[Excerpt from a dataset]
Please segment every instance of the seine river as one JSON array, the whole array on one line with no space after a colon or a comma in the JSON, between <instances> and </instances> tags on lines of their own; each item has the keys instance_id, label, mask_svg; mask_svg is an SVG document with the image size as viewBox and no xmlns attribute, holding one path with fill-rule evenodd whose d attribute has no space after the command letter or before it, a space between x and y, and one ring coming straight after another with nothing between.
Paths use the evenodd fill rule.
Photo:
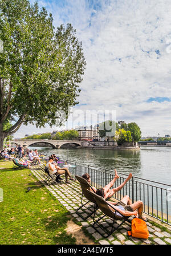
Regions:
<instances>
[{"instance_id":1,"label":"seine river","mask_svg":"<svg viewBox=\"0 0 171 256\"><path fill-rule=\"evenodd\" d=\"M47 155L55 153L67 159L67 149L36 148ZM171 148L142 147L139 151L70 148L68 159L104 169L116 168L121 173L132 172L135 177L171 185Z\"/></svg>"}]
</instances>

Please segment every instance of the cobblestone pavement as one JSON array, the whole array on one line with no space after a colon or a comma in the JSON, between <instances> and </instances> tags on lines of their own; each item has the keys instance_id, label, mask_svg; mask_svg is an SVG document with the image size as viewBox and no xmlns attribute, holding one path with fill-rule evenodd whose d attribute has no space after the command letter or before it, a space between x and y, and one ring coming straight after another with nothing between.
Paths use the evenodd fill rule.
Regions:
<instances>
[{"instance_id":1,"label":"cobblestone pavement","mask_svg":"<svg viewBox=\"0 0 171 256\"><path fill-rule=\"evenodd\" d=\"M75 212L81 205L82 190L79 184L78 181L72 181L71 184L66 184L62 182L59 184L48 183L47 184L44 181L46 176L44 172L44 167L38 166L32 166L31 170L35 176L46 187L46 188L55 196L58 200L66 207L72 217L76 220L78 222L81 223L83 227L83 230L85 230L88 232L90 237L94 239L95 242L100 245L136 245L136 244L156 244L166 245L171 244L171 232L168 230L162 231L162 226L161 228L155 226L155 223L152 221L148 221L146 224L149 232L149 236L148 239L135 238L127 235L127 231L131 230L131 224L125 222L112 235L107 238L104 238L94 229L91 224L93 223L92 217L90 217L86 220L80 218ZM85 203L87 200L83 197L83 203ZM93 204L90 202L87 207L93 209ZM83 216L85 217L89 212L86 208L82 208L79 210ZM99 218L101 214L101 211L97 211L97 216ZM120 221L117 221L115 225L119 224ZM101 221L101 225L106 229L110 230L110 224L112 222L108 217L103 218Z\"/></svg>"}]
</instances>

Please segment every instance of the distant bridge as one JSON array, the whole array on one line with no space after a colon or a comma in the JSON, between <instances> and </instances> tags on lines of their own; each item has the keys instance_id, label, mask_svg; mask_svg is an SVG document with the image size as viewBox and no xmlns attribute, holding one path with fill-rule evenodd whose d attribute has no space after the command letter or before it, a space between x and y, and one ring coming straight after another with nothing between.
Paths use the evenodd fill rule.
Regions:
<instances>
[{"instance_id":1,"label":"distant bridge","mask_svg":"<svg viewBox=\"0 0 171 256\"><path fill-rule=\"evenodd\" d=\"M32 146L33 144L38 143L47 143L51 145L54 148L60 148L63 145L72 143L75 144L77 147L82 147L84 141L79 140L15 140L15 144L21 145L25 148Z\"/></svg>"}]
</instances>

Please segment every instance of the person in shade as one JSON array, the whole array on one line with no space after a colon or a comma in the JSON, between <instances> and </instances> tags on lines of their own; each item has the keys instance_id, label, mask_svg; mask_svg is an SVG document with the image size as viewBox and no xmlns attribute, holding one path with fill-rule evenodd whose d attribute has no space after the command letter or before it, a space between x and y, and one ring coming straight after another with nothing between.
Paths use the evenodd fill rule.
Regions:
<instances>
[{"instance_id":1,"label":"person in shade","mask_svg":"<svg viewBox=\"0 0 171 256\"><path fill-rule=\"evenodd\" d=\"M50 156L48 159L48 162L46 165L47 167L48 168L48 172L51 175L65 174L66 183L70 184L70 181L68 181L68 177L70 180L75 180L74 178L72 178L68 168L60 168L59 166L53 164L54 161L54 157Z\"/></svg>"},{"instance_id":2,"label":"person in shade","mask_svg":"<svg viewBox=\"0 0 171 256\"><path fill-rule=\"evenodd\" d=\"M111 197L115 193L120 190L126 184L126 183L132 177L132 173L129 173L128 177L126 178L126 180L119 186L117 188L113 188L113 189L111 189L112 186L113 186L115 181L117 178L119 178L119 175L117 173L116 170L115 169L115 175L114 178L107 185L106 185L104 188L101 188L100 189L96 189L96 188L92 187L93 190L96 192L97 194L103 197L104 199L109 198ZM90 176L88 173L85 173L82 176L82 178L85 178L88 183L91 182ZM91 189L91 190L92 190Z\"/></svg>"}]
</instances>

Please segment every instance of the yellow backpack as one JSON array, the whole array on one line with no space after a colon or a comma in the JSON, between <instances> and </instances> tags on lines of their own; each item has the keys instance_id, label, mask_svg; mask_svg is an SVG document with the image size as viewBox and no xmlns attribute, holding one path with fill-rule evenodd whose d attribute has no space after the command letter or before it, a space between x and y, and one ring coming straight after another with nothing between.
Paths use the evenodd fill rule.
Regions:
<instances>
[{"instance_id":1,"label":"yellow backpack","mask_svg":"<svg viewBox=\"0 0 171 256\"><path fill-rule=\"evenodd\" d=\"M128 231L128 235L132 235L137 238L148 239L149 231L144 221L138 218L135 218L132 221L131 231Z\"/></svg>"}]
</instances>

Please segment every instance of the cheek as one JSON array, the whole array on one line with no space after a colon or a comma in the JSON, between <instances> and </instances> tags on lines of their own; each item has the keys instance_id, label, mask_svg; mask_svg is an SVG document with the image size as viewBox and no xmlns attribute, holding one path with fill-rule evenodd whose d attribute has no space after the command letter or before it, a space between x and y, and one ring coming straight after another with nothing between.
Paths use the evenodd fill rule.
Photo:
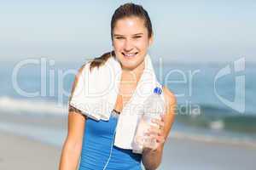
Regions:
<instances>
[{"instance_id":1,"label":"cheek","mask_svg":"<svg viewBox=\"0 0 256 170\"><path fill-rule=\"evenodd\" d=\"M139 48L147 50L149 46L149 42L148 39L142 39L141 41L136 42L136 44Z\"/></svg>"},{"instance_id":2,"label":"cheek","mask_svg":"<svg viewBox=\"0 0 256 170\"><path fill-rule=\"evenodd\" d=\"M122 42L113 42L113 48L121 49L124 46Z\"/></svg>"}]
</instances>

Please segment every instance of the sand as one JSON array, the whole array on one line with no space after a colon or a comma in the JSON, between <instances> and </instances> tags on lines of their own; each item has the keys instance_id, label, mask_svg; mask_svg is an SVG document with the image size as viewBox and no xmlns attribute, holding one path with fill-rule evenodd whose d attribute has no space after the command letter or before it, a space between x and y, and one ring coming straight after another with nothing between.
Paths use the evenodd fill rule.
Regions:
<instances>
[{"instance_id":1,"label":"sand","mask_svg":"<svg viewBox=\"0 0 256 170\"><path fill-rule=\"evenodd\" d=\"M61 147L0 132L1 170L58 169ZM170 139L158 169L255 169L256 148Z\"/></svg>"},{"instance_id":2,"label":"sand","mask_svg":"<svg viewBox=\"0 0 256 170\"><path fill-rule=\"evenodd\" d=\"M61 148L0 132L1 170L58 169Z\"/></svg>"}]
</instances>

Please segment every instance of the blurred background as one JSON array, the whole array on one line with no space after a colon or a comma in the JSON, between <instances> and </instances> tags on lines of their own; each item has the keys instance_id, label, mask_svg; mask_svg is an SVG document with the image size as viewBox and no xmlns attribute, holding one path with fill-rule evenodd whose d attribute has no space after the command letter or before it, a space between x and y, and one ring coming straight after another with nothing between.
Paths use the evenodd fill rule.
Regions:
<instances>
[{"instance_id":1,"label":"blurred background","mask_svg":"<svg viewBox=\"0 0 256 170\"><path fill-rule=\"evenodd\" d=\"M127 2L148 12L155 72L177 99L159 169L254 169L253 0L1 1L0 169L57 169L74 75L112 49Z\"/></svg>"}]
</instances>

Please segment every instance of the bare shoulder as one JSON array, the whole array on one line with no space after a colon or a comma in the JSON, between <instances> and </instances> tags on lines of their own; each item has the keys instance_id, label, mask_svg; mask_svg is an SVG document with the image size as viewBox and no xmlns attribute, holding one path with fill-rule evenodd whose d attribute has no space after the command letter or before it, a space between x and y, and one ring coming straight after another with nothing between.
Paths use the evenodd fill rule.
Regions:
<instances>
[{"instance_id":1,"label":"bare shoulder","mask_svg":"<svg viewBox=\"0 0 256 170\"><path fill-rule=\"evenodd\" d=\"M169 105L173 105L177 104L177 99L173 92L169 90L166 86L163 87L165 99L169 103Z\"/></svg>"}]
</instances>

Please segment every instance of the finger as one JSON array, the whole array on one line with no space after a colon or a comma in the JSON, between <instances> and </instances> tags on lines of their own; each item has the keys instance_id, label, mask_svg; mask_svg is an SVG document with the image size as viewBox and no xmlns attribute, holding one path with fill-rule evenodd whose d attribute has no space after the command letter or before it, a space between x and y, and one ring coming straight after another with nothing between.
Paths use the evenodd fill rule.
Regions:
<instances>
[{"instance_id":1,"label":"finger","mask_svg":"<svg viewBox=\"0 0 256 170\"><path fill-rule=\"evenodd\" d=\"M153 127L148 129L148 133L153 135L160 135L161 131L159 128Z\"/></svg>"},{"instance_id":2,"label":"finger","mask_svg":"<svg viewBox=\"0 0 256 170\"><path fill-rule=\"evenodd\" d=\"M164 127L165 122L160 119L152 119L152 122L156 123L160 127Z\"/></svg>"}]
</instances>

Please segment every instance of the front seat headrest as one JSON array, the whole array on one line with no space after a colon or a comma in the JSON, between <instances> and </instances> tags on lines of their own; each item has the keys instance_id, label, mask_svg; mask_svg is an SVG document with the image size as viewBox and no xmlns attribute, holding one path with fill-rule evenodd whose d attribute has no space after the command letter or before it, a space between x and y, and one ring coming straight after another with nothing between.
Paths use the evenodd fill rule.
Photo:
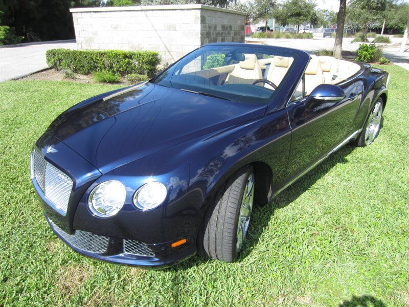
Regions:
<instances>
[{"instance_id":1,"label":"front seat headrest","mask_svg":"<svg viewBox=\"0 0 409 307\"><path fill-rule=\"evenodd\" d=\"M256 67L257 57L255 54L245 54L245 58L239 63L240 68L243 69L253 70Z\"/></svg>"},{"instance_id":2,"label":"front seat headrest","mask_svg":"<svg viewBox=\"0 0 409 307\"><path fill-rule=\"evenodd\" d=\"M316 75L320 69L320 60L316 56L311 56L311 59L305 70L306 75Z\"/></svg>"},{"instance_id":3,"label":"front seat headrest","mask_svg":"<svg viewBox=\"0 0 409 307\"><path fill-rule=\"evenodd\" d=\"M284 56L276 56L274 57L274 65L276 67L284 67L287 68L290 65L289 58Z\"/></svg>"}]
</instances>

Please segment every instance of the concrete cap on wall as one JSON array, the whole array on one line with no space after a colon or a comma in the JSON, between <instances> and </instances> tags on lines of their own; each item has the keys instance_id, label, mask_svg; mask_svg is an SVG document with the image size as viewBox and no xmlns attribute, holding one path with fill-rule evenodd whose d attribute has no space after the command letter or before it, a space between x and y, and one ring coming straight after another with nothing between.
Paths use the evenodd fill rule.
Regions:
<instances>
[{"instance_id":1,"label":"concrete cap on wall","mask_svg":"<svg viewBox=\"0 0 409 307\"><path fill-rule=\"evenodd\" d=\"M130 7L109 7L104 8L78 8L70 9L72 13L87 12L112 12L116 11L153 11L155 10L209 10L211 11L219 11L225 13L246 15L244 12L234 11L229 9L217 8L209 5L201 4L181 4L172 5L148 5L141 6L140 5Z\"/></svg>"}]
</instances>

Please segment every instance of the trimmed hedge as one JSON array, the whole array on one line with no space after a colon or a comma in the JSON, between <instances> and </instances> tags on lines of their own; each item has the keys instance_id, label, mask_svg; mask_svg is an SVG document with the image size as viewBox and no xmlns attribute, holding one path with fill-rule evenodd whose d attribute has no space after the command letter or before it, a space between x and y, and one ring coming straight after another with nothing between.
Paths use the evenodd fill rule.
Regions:
<instances>
[{"instance_id":1,"label":"trimmed hedge","mask_svg":"<svg viewBox=\"0 0 409 307\"><path fill-rule=\"evenodd\" d=\"M46 58L47 64L57 70L67 69L83 74L106 71L121 76L153 76L161 62L159 54L154 51L50 49Z\"/></svg>"}]
</instances>

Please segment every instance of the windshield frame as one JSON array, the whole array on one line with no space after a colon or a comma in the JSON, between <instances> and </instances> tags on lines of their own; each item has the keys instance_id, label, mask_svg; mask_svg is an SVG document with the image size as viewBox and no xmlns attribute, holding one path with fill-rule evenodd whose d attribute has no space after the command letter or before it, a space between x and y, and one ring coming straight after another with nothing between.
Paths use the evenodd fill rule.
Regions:
<instances>
[{"instance_id":1,"label":"windshield frame","mask_svg":"<svg viewBox=\"0 0 409 307\"><path fill-rule=\"evenodd\" d=\"M149 80L149 82L158 85L160 86L161 84L158 84L155 83L158 78L169 72L170 70L175 69L175 65L177 65L181 61L184 60L188 56L189 56L192 53L197 52L200 49L206 48L208 47L215 47L220 46L221 47L225 47L226 46L231 46L233 48L252 48L250 44L246 44L243 43L212 43L203 45L198 48L193 50L192 52L189 53L185 56L178 59L176 62L173 63L172 64L168 67L165 70L158 73L156 76ZM292 57L293 63L288 69L288 71L286 74L285 77L281 81L280 86L278 87L278 90L276 91L269 99L265 101L261 102L260 103L262 103L264 105L268 105L268 108L266 113L269 113L272 111L279 109L285 107L287 101L291 97L291 95L295 89L297 84L298 83L299 80L302 77L304 70L309 61L309 55L305 51L299 50L297 49L293 49L291 48L286 48L284 47L277 47L265 45L257 45L255 46L254 48L257 48L260 50L264 50L266 53L273 54L275 56L281 56L285 57ZM172 74L174 72L172 72Z\"/></svg>"}]
</instances>

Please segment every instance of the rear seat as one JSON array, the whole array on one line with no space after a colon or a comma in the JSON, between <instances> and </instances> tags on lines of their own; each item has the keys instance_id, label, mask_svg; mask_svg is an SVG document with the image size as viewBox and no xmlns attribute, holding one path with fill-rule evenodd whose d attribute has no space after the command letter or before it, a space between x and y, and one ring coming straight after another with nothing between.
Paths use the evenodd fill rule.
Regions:
<instances>
[{"instance_id":1,"label":"rear seat","mask_svg":"<svg viewBox=\"0 0 409 307\"><path fill-rule=\"evenodd\" d=\"M292 57L286 57L278 55L275 56L274 60L270 65L268 72L267 73L267 79L278 86L284 76L287 74L290 66L292 63ZM268 88L270 87L268 84L266 84L265 86Z\"/></svg>"},{"instance_id":2,"label":"rear seat","mask_svg":"<svg viewBox=\"0 0 409 307\"><path fill-rule=\"evenodd\" d=\"M324 83L324 75L320 60L316 55L311 55L308 65L305 70L305 95L308 96L314 89Z\"/></svg>"},{"instance_id":3,"label":"rear seat","mask_svg":"<svg viewBox=\"0 0 409 307\"><path fill-rule=\"evenodd\" d=\"M339 78L339 66L336 59L331 56L319 56L326 83L336 83ZM334 82L335 81L335 82Z\"/></svg>"}]
</instances>

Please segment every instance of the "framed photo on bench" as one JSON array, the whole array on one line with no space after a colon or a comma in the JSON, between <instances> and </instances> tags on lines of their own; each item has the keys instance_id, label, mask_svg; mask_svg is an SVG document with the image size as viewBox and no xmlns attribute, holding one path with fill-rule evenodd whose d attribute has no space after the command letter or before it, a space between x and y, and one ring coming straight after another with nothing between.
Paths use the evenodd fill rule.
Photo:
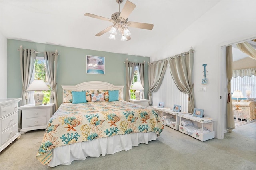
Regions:
<instances>
[{"instance_id":1,"label":"framed photo on bench","mask_svg":"<svg viewBox=\"0 0 256 170\"><path fill-rule=\"evenodd\" d=\"M202 109L196 109L195 108L194 109L194 112L193 113L193 115L198 117L202 117L203 113L204 113L204 110Z\"/></svg>"},{"instance_id":2,"label":"framed photo on bench","mask_svg":"<svg viewBox=\"0 0 256 170\"><path fill-rule=\"evenodd\" d=\"M181 106L180 105L177 105L176 104L174 104L174 106L173 106L173 109L172 109L172 110L174 111L177 111L177 112L179 112L180 110L180 107Z\"/></svg>"},{"instance_id":3,"label":"framed photo on bench","mask_svg":"<svg viewBox=\"0 0 256 170\"><path fill-rule=\"evenodd\" d=\"M164 107L164 102L160 102L158 103L158 106L157 106L158 107Z\"/></svg>"}]
</instances>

### SET PROBLEM
Gather every line of the material above that contains the string "blurred", copying each such line in full.

### FINISHED TASK
Please segment every instance of the blurred background as one JSON array, the whole array on one line with no space after a colon or a comma in the JSON, between <instances> and </instances> tags on lines of their own; each item has the keys instance_id, label, mask_svg; mask_svg is an SVG document with the image size as viewBox and no xmlns attribute, holding one path with fill-rule evenodd whose d attribute has no space after the command letter or before it, a space between x and y, and one ring coming straight after another with nothing between.
[{"instance_id":1,"label":"blurred background","mask_svg":"<svg viewBox=\"0 0 256 170\"><path fill-rule=\"evenodd\" d=\"M127 2L148 12L155 72L177 99L159 169L254 169L253 0L1 1L0 169L57 169L74 75L112 49Z\"/></svg>"}]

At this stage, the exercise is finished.